- [Excerpt to read]:
First of all, if that statement is indicative of the literacy level of members of this campaign, the Colonel’s in pretty big trouble. That first sentence doesn’t even parse (try it!). But, nonetheless, we can read on:
After you take the time to read the history of the Colonel, we hope you will take some real action that will have results.
Ok, fair enough. Let me go and read the history of the Colonel:
Noted University of Mississippi historian David Sansing has long pointed out that the model for the original Colonel Rebel emblem was a black man. Blind Jim Ivy was a campus fixture until his death in 1955.
1955, you might note, is seven years prior to James Meredith’s admission to the University of Mississippi in 1962. Just in case you were keeping score at home. (Something tells me Sansing wasn’t quite as sympathetic to Colonel Reb as this account suggests, either.)
Jim Ivy became an integral part of the University of Mississippi in 1896. Born in 1870 as the son of African slave Matilda Ivy, he moved from Alabama to Mississippi in 1890.
One hopes Matilda Ivy wasn’t a slave when her son was born, that occurring five years after the Civil War and all. But then again, news travels slow down here.
Ivy was blinded in his early teens when coal tar paint got into his eyes while painting the Tallahatchie River Bridge. Ivy became a peanut vendor in Oxford and was considered the university’s mascot for many years.
Wow. Guy loses sight, sells peanuts, becomes campus mascot. What a lovely rags-to-riches tale. (Incidentally, he would have been 20 when he moved to Mississippi, yet somehow got coal tar paint in his eyes painting the Tallahatchie River Bridge, which is in Mississippi, in his early teens. This story doesn’t exactly track. Moving on…)
Ivy attended most Ole Miss athletic events and was fond of saying, “I’ve never seen Ole Miss lose.”
At least you can’t accuse Jim of being politically correct…
Ivy was very much a part of the Ole Miss scene in 1936 when the editor of the school newspaper proposed a contest to produce a new nickname for Ole Miss teams, then known as The Flood.
“Very much a part of the Ole Miss scene”? Was he hanging out at the Billiard Club with the frat guys on Saturday nights? I’m guessing not, since this was 1936.
According to Sansing, “If you look at the photo of Blind Jim in the three-piece suit, with the hat, there’s a striking resemblance. The original Colonel Rebel emblem is a spitting image of Blind Jim Ivy, except for white skin.”
He should sue! Oh, wait, he’s (a) blind and (b) dead. I guess that isn’t happening.
So they whitewashed Blind Jim and turned him into Colonel Reb. Wow. What a beautiful story. It’s so touching, it almost reminds me of a minstrel show or Amos ‘n’ Andy (which, perhaps not coincidentally, was part of the social mileu at this time).

- [Problem set]:
**1.** Rewrite the paragraph of the Colonel Rebel text that begins "Ivy was blinded in his early teens" as a short bulleted list that keeps its main facts.
**2.** Please quote the Colonel Rebel text word for word, from "Ivy attended most" up to and including "that isn’t happening.".

- [Data entries]:

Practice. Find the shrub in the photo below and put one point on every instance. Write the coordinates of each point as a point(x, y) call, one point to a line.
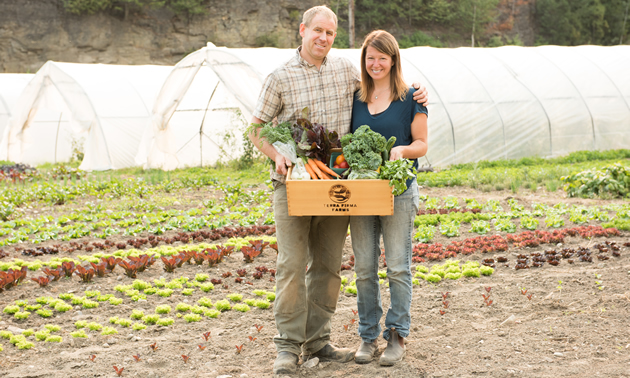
point(453, 276)
point(42, 335)
point(25, 345)
point(163, 309)
point(205, 301)
point(151, 319)
point(251, 302)
point(190, 318)
point(21, 315)
point(201, 277)
point(222, 305)
point(53, 339)
point(11, 309)
point(34, 307)
point(182, 307)
point(6, 334)
point(422, 269)
point(43, 300)
point(235, 297)
point(52, 327)
point(165, 322)
point(242, 307)
point(206, 287)
point(44, 313)
point(89, 304)
point(140, 285)
point(165, 293)
point(471, 272)
point(425, 234)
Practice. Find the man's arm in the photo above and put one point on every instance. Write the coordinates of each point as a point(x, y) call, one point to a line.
point(281, 162)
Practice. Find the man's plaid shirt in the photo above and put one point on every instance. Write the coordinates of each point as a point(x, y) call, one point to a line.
point(328, 92)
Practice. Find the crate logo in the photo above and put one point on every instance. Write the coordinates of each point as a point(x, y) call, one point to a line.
point(339, 193)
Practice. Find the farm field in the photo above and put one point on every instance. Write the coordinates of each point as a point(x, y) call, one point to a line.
point(566, 317)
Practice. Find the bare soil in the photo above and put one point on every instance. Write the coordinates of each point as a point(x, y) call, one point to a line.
point(569, 328)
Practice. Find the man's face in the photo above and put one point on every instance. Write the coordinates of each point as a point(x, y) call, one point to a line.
point(317, 39)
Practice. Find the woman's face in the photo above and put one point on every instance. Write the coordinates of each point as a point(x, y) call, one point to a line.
point(378, 64)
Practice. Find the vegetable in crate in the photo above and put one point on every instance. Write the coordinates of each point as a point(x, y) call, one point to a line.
point(398, 172)
point(363, 149)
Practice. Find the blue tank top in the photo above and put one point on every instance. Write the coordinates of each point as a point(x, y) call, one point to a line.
point(394, 121)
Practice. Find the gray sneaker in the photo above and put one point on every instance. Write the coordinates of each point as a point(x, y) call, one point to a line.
point(286, 363)
point(395, 350)
point(366, 352)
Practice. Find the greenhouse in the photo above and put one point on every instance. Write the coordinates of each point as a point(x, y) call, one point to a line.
point(11, 86)
point(485, 104)
point(95, 109)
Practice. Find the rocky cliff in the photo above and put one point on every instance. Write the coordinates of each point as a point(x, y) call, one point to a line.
point(35, 31)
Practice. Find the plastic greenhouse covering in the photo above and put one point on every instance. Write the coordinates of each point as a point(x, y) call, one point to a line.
point(100, 109)
point(11, 86)
point(485, 104)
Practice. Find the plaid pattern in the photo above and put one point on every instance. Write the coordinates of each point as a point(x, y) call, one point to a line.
point(328, 92)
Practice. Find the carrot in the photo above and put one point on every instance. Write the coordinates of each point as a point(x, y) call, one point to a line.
point(316, 169)
point(310, 172)
point(324, 168)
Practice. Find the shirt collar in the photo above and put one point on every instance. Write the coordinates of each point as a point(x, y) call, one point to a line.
point(304, 62)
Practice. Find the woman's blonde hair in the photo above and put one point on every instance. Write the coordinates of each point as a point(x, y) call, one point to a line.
point(384, 43)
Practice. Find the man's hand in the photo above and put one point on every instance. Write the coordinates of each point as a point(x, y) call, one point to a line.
point(421, 95)
point(281, 164)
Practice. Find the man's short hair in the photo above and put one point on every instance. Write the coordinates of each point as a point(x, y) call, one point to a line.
point(310, 14)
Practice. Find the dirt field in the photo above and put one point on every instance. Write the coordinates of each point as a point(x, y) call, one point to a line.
point(572, 326)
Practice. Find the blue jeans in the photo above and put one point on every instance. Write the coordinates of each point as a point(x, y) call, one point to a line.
point(397, 232)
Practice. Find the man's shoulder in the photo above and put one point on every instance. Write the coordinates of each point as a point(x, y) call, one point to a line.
point(286, 67)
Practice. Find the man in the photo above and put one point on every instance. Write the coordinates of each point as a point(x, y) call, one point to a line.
point(306, 300)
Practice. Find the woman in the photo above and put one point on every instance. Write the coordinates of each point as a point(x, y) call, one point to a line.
point(385, 103)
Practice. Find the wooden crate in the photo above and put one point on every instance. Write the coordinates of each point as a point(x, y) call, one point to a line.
point(339, 197)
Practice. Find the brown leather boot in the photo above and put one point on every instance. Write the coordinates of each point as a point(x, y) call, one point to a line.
point(395, 350)
point(366, 352)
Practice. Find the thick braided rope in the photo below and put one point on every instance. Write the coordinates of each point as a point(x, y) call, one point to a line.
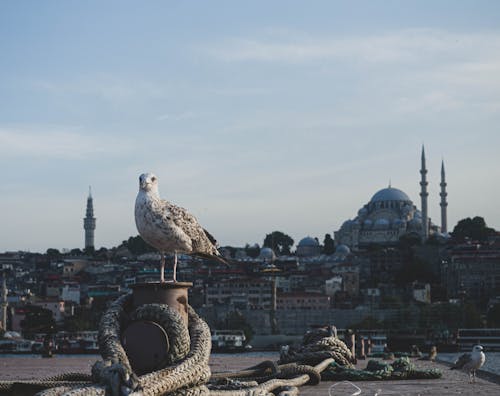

- [Expected responses]:
**1.**
- Ivy lost his sight in his early teens when coal tar paint got into his eyes as he painted the Tallahatchie River Bridge.
- He became a peanut vendor in Oxford.
- For many years he was considered the university's mascot.

**2.**
Ivy attended most Ole Miss athletic events and was fond of saying, “I’ve never seen Ole Miss lose.”
At least you can’t accuse Jim of being politically correct…
Ivy was very much a part of the Ole Miss scene in 1936 when the editor of the school newspaper proposed a contest to produce a new nickname for Ole Miss teams, then known as The Flood.
“Very much a part of the Ole Miss scene”? Was he hanging out at the Billiard Club with the frat guys on Saturday nights? I’m guessing not, since this was 1936.
According to Sansing, “If you look at the photo of Blind Jim in the three-piece suit, with the hat, there’s a striking resemblance. The original Colonel Rebel emblem is a spitting image of Blind Jim Ivy, except for white skin.”
He should sue! Oh, wait, he’s (a) blind and (b) dead. I guess that isn’t happening.